**Source text:**
BEGIN

In scenario 10, a supplemental grounding arrangement 48 for the power supply
40 is
represented, where the ground well 45 and the supplemental grounding
arrangement 48 fulfill an
impedance criteria or ranging performance criteria. In at least some
embodiments, the power
supply 40 is connected to the ground well 45 via an insulated cable 43A and
coupler 44.
Meanwhile, the power supply 40 may connect to the supplemental grounding
arrangement 48
via insulated cable 43B. In some embodiments, the insulated cables 43A and 43B
may extend
from the power supply 40 to locations below earth's surface to connect to the
ground well 45 and
the supplemental grounding arrangement 48. The current 41 output from the
power supply 40 is
conveyed along the target well 42, resulting in EM fields 46 that can be used
for ranging. To the
extent leakage currents 50 from the target well 42 reach the ground well 45, a
return current 47 is
conveyed along the ground well 45 in a direction opposite the current 41
conveyed along the target
well, resulting in EM fields 49 that potentially interfere with ranging
operations. For example, the
EM field sensor units 38 may detect EM fields 49 instead of or in addition to
EM fields 46,
resulting in incorrect ranging information. Further, at least some of the
leakage currents 50 from
the target well 42 and/or the ground well 45 return to the supplemental
grounding arrangement 48.

END

**Information provided:**
BEGIN

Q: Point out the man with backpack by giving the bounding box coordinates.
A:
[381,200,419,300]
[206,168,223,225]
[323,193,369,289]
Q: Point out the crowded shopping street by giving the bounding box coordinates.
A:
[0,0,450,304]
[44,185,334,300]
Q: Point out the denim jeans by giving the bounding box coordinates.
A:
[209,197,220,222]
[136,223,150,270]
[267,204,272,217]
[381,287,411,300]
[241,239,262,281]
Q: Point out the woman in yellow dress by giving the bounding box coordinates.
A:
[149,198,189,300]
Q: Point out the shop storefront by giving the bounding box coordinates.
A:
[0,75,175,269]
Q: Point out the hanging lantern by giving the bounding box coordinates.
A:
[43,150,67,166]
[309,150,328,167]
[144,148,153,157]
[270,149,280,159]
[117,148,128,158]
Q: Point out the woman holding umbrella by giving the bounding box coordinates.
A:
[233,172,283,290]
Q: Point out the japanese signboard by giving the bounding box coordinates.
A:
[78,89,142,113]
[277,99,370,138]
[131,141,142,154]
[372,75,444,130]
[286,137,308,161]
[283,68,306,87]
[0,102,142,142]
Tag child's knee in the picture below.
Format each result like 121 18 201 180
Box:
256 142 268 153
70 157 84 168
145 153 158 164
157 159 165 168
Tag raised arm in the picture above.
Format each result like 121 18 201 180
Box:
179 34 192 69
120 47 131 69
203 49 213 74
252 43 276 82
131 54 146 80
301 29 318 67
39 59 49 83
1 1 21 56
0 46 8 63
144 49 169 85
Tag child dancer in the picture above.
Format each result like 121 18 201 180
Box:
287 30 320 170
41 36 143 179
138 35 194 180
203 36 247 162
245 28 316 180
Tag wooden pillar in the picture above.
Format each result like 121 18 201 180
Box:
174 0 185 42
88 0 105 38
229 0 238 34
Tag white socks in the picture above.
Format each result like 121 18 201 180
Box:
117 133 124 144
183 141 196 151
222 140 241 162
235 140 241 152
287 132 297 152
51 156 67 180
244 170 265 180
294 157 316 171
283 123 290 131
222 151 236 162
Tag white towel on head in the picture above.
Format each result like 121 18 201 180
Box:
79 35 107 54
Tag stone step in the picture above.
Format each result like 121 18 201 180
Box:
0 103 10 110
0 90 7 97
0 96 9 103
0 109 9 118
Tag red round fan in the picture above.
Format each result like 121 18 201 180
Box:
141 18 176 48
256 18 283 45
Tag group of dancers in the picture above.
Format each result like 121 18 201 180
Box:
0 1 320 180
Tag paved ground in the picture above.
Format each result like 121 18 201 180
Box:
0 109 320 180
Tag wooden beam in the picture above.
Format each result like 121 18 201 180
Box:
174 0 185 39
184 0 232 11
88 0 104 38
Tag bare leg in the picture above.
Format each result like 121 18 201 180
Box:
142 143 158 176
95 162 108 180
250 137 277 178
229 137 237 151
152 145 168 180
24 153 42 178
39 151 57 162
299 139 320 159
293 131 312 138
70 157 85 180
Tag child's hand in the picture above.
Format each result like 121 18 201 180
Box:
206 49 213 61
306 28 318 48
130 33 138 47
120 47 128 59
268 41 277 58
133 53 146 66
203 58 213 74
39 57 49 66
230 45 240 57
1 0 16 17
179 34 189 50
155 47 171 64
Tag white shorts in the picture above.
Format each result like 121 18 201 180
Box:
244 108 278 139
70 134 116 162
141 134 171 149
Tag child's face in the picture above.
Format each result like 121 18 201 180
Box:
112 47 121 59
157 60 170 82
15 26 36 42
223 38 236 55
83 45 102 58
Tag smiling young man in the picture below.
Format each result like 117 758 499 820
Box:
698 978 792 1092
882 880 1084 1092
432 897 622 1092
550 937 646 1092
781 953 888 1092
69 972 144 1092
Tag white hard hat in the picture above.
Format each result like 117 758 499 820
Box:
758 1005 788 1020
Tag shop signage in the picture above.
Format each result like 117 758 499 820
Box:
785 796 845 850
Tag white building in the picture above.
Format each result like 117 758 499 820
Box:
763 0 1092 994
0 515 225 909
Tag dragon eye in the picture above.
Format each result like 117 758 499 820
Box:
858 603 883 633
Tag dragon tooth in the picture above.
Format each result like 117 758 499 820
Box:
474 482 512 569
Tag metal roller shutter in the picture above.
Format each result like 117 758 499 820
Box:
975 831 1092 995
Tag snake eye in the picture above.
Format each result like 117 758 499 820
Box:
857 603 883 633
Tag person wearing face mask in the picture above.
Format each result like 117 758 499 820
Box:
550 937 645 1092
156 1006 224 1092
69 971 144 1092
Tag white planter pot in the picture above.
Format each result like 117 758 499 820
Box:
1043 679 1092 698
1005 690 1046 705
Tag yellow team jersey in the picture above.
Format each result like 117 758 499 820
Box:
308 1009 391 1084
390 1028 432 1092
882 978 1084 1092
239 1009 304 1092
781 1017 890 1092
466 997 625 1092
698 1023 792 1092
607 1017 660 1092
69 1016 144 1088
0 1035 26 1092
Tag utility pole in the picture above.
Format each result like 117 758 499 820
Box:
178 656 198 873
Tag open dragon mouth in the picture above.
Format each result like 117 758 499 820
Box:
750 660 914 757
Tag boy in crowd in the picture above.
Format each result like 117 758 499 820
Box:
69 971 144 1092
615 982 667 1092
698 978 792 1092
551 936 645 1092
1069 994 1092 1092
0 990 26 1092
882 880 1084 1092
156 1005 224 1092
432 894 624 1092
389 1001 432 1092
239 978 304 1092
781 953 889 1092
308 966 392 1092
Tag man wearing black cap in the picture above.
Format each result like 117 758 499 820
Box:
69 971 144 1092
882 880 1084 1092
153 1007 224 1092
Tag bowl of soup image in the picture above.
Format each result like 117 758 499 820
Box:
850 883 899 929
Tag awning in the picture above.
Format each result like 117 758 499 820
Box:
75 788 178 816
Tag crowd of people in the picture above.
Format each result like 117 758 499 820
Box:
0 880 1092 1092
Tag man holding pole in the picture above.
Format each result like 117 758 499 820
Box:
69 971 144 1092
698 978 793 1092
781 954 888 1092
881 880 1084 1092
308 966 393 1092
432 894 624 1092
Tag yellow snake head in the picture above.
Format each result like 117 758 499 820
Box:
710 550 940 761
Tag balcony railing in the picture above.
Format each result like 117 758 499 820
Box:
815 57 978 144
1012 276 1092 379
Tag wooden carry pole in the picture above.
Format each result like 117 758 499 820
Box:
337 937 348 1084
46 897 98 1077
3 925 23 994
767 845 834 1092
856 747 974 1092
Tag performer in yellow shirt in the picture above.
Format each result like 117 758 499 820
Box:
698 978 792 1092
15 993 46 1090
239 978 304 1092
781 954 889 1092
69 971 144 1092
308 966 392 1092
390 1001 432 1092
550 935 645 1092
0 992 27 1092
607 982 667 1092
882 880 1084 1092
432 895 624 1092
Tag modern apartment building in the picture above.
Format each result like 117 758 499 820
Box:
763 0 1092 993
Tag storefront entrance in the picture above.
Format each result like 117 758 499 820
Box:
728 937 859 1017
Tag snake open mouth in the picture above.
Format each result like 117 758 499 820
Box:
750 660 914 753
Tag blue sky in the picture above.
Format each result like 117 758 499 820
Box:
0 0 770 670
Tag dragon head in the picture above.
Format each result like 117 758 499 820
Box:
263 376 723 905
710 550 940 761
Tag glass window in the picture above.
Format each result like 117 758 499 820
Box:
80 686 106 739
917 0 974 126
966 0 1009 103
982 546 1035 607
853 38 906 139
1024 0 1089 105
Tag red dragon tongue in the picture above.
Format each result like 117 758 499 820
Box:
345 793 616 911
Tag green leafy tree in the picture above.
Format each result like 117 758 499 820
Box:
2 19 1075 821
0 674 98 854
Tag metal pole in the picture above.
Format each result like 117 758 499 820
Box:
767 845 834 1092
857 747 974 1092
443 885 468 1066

END

**Jobs:**
**A)** Reproduce the passage on the supplemental grounding arrangement in full, word for word.
**B)** Recast everything from the first line of the records down to the line containing "256 18 283 45", both ends included, as a Markdown table with the columns Row and Record line. Give each line a number and leave out blank lines.
The records are unrelated to the text.

**Worked answers:**
**A)**
In scenario 10, a supplemental grounding arrangement 48 for the power supply
40 is
represented, where the ground well 45 and the supplemental grounding
arrangement 48 fulfill an
impedance criteria or ranging performance criteria. In at least some
embodiments, the power
supply 40 is connected to the ground well 45 via an insulated cable 43A and
coupler 44.
Meanwhile, the power supply 40 may connect to the supplemental grounding
arrangement 48
via insulated cable 43B. In some embodiments, the insulated cables 43A and 43B
may extend
from the power supply 40 to locations below earth's surface to connect to the
ground well 45 and
the supplemental grounding arrangement 48. The current 41 output from the
power supply 40 is
conveyed along the target well 42, resulting in EM fields 46 that can be used
for ranging. To the
extent leakage currents 50 from the target well 42 reach the ground well 45, a
return current 47 is
conveyed along the ground well 45 in a direction opposite the current 41
conveyed along the target
well, resulting in EM fields 49 that potentially interfere with ranging
operations. For example, the
EM field sensor units 38 may detect EM fields 49 instead of or in addition to
EM fields 46,
resulting in incorrect ranging information. Further, at least some of the
leakage currents 50 from
the target well 42 and/or the ground well 45 return to the supplemental
grounding arrangement 48.

**B)**
| Row | Record line |
|---|---|
| 1 | Q: Point out the man with backpack by giving the bounding box coordinates. |
| 2 | A: |
| 3 | [381,200,419,300] |
| 4 | [206,168,223,225] |
| 5 | [323,193,369,289] |
| 6 | Q: Point out the crowded shopping street by giving the bounding box coordinates. |
| 7 | A: |
| 8 | [0,0,450,304] |
| 9 | [44,185,334,300] |
| 10 | Q: Point out the denim jeans by giving the bounding box coordinates. |
| 11 | A: |
| 12 | [209,197,220,222] |
| 13 | [136,223,150,270] |
| 14 | [267,204,272,217] |
| 15 | [381,287,411,300] |
| 16 | [241,239,262,281] |
| 17 | Q: Point out the woman in yellow dress by giving the bounding box coordinates. |
| 18 | A: |
| 19 | [149,198,189,300] |
| 20 | Q: Point out the shop storefront by giving the bounding box coordinates. |
| 21 | A: |
| 22 | [0,75,175,269] |
| 23 | Q: Point out the hanging lantern by giving the bounding box coordinates. |
| 24 | A: |
| 25 | [43,150,67,166] |
| 26 | [309,150,328,167] |
| 27 | [144,148,153,157] |
| 28 | [270,149,280,159] |
| 29 | [117,148,128,158] |
| 30 | Q: Point out the woman holding umbrella by giving the bounding box coordinates. |
| 31 | A: |
| 32 | [233,172,283,290] |
| 33 | Q: Point out the japanese signboard by giving the bounding box coordinates. |
| 34 | A: |
| 35 | [78,89,142,113] |
| 36 | [277,99,370,138] |
| 37 | [131,141,142,154] |
| 38 | [372,75,444,130] |
| 39 | [286,137,308,161] |
| 40 | [283,68,306,87] |
| 41 | [0,102,142,142] |
| 42 | Tag child's knee in the picture below. |
| 43 | Format each result like 121 18 201 180 |
| 44 | Box: |
| 45 | 256 142 268 153 |
| 46 | 70 157 84 168 |
| 47 | 145 153 158 164 |
| 48 | 157 159 165 168 |
| 49 | Tag raised arm in the picture above. |
| 50 | Format each result like 121 18 201 180 |
| 51 | Box: |
| 52 | 179 34 192 69 |
| 53 | 120 47 131 69 |
| 54 | 203 49 213 74 |
| 55 | 252 43 276 82 |
| 56 | 131 54 146 80 |
| 57 | 301 29 318 67 |
| 58 | 39 59 49 83 |
| 59 | 1 1 21 56 |
| 60 | 0 46 8 63 |
| 61 | 144 49 169 85 |
| 62 | Tag child dancer in the picture above. |
| 63 | Format each result like 121 18 201 180 |
| 64 | Box: |
| 65 | 287 30 320 170 |
| 66 | 41 36 143 179 |
| 67 | 138 35 194 180 |
| 68 | 203 36 247 162 |
| 69 | 245 28 316 180 |
| 70 | Tag wooden pillar in the picture above. |
| 71 | Format each result like 121 18 201 180 |
| 72 | Box: |
| 73 | 174 0 185 42 |
| 74 | 88 0 105 38 |
| 75 | 229 0 238 34 |
| 76 | Tag white socks in the picture above. |
| 77 | Format each result like 121 18 201 180 |
| 78 | Box: |
| 79 | 117 133 124 144 |
| 80 | 183 141 196 151 |
| 81 | 222 140 241 162 |
| 82 | 235 140 241 152 |
| 83 | 287 132 297 152 |
| 84 | 51 156 67 180 |
| 85 | 244 170 265 180 |
| 86 | 294 157 316 171 |
| 87 | 283 123 290 131 |
| 88 | 222 151 236 162 |
| 89 | Tag white towel on head in the picture above. |
| 90 | Format each result like 121 18 201 180 |
| 91 | Box: |
| 92 | 79 35 107 54 |
| 93 | Tag stone step in the picture above. |
| 94 | Format each result like 121 18 201 180 |
| 95 | Box: |
| 96 | 0 103 10 110 |
| 97 | 0 90 7 97 |
| 98 | 0 96 9 103 |
| 99 | 0 109 9 118 |
| 100 | Tag red round fan in the picture above. |
| 101 | Format each result like 121 18 201 180 |
| 102 | Box: |
| 103 | 141 18 176 48 |
| 104 | 256 18 283 45 |